● Task details
Reproduce the material below with "white shirt" replaced by "pale shirt" and everything else left unchanged. Omit the pictures from your answer.

※ ※ ※

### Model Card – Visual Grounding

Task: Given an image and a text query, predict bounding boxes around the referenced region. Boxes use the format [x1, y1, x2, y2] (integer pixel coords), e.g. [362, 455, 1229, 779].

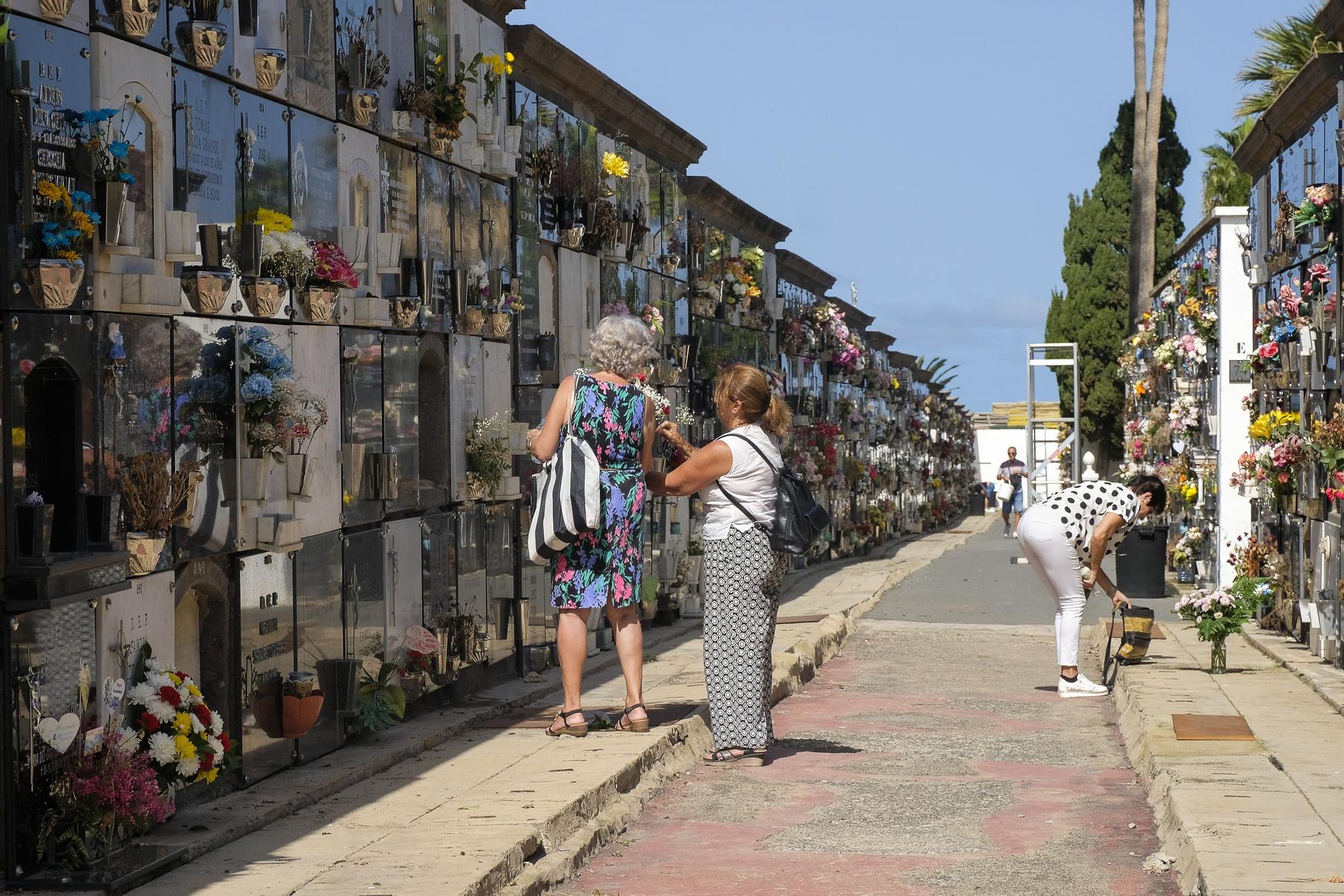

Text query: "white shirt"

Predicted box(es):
[700, 423, 784, 541]
[1036, 481, 1138, 566]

※ ※ ※

● Result of the task
### Model Card – Visual Grounding

Task: Given an image and a text query, predict bounding boxes around the referenced region. Boxes use the format [x1, y1, x2, y2] (integer pixel coords), e.g. [362, 455, 1229, 779].


Text query: "pale shirt"

Predicted box(es):
[700, 423, 784, 541]
[1036, 481, 1138, 566]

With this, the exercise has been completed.